[Records provided]

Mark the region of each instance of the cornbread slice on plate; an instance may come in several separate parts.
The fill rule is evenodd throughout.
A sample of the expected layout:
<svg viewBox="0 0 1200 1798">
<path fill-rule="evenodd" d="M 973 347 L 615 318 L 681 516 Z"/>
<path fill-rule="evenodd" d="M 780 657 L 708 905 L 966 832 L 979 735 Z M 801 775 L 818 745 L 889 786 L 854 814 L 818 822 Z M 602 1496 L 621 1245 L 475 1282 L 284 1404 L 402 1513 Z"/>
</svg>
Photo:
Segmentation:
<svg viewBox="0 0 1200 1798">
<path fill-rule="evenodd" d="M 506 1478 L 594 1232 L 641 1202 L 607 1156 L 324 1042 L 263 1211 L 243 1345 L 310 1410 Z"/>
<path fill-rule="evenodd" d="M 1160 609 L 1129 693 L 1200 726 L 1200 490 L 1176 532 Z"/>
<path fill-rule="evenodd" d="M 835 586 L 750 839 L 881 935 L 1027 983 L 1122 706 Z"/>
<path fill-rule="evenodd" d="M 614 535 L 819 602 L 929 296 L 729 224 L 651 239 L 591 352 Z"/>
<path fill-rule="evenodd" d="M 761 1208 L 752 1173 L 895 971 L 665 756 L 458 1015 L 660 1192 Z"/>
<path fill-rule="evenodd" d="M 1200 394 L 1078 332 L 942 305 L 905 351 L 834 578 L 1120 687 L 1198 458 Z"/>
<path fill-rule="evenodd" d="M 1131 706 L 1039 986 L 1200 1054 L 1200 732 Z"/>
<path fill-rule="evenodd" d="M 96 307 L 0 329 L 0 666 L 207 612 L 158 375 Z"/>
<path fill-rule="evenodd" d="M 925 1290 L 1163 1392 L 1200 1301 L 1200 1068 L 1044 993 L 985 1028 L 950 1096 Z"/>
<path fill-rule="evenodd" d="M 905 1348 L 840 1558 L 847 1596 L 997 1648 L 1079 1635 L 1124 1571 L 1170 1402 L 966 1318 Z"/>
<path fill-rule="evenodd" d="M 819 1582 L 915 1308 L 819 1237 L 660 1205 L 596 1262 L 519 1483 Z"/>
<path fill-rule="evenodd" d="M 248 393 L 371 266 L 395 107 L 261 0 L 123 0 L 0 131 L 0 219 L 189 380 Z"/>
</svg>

[/Records provided]

### [About this exercise]
All of the material should be copied verbatim.

### [Task answer]
Mark the region of each instance of the cornbread slice on plate; an instance may come in several separate parts.
The fill rule is evenodd throughout.
A sample of the expected layout:
<svg viewBox="0 0 1200 1798">
<path fill-rule="evenodd" d="M 973 347 L 615 318 L 681 516 Z"/>
<path fill-rule="evenodd" d="M 780 657 L 708 905 L 966 832 L 979 735 Z M 801 775 L 818 745 L 889 786 L 854 814 L 818 822 Z M 602 1496 L 621 1245 L 475 1282 L 284 1404 L 402 1513 Z"/>
</svg>
Photo:
Segmentation:
<svg viewBox="0 0 1200 1798">
<path fill-rule="evenodd" d="M 506 1478 L 594 1232 L 641 1202 L 607 1156 L 324 1042 L 263 1211 L 243 1345 L 310 1410 Z"/>
<path fill-rule="evenodd" d="M 1160 609 L 1129 693 L 1200 726 L 1200 490 L 1176 532 Z"/>
<path fill-rule="evenodd" d="M 835 586 L 750 839 L 881 935 L 1027 983 L 1122 706 Z"/>
<path fill-rule="evenodd" d="M 614 535 L 819 602 L 929 296 L 729 224 L 651 239 L 591 352 Z"/>
<path fill-rule="evenodd" d="M 761 1208 L 752 1173 L 895 971 L 665 756 L 458 1015 L 660 1192 Z"/>
<path fill-rule="evenodd" d="M 1200 394 L 1078 332 L 942 305 L 905 351 L 834 578 L 1120 687 L 1198 458 Z"/>
<path fill-rule="evenodd" d="M 1131 706 L 1039 986 L 1200 1054 L 1200 732 Z"/>
<path fill-rule="evenodd" d="M 96 307 L 0 329 L 0 666 L 207 612 L 158 375 Z"/>
<path fill-rule="evenodd" d="M 925 1290 L 1163 1392 L 1200 1301 L 1200 1068 L 1044 993 L 985 1028 L 950 1096 Z"/>
<path fill-rule="evenodd" d="M 905 1348 L 840 1558 L 847 1596 L 997 1648 L 1079 1635 L 1124 1571 L 1170 1402 L 966 1318 Z"/>
<path fill-rule="evenodd" d="M 819 1582 L 915 1308 L 819 1237 L 660 1205 L 596 1262 L 519 1483 Z"/>
<path fill-rule="evenodd" d="M 248 393 L 371 266 L 395 107 L 261 0 L 123 0 L 0 131 L 0 219 L 189 380 Z"/>
</svg>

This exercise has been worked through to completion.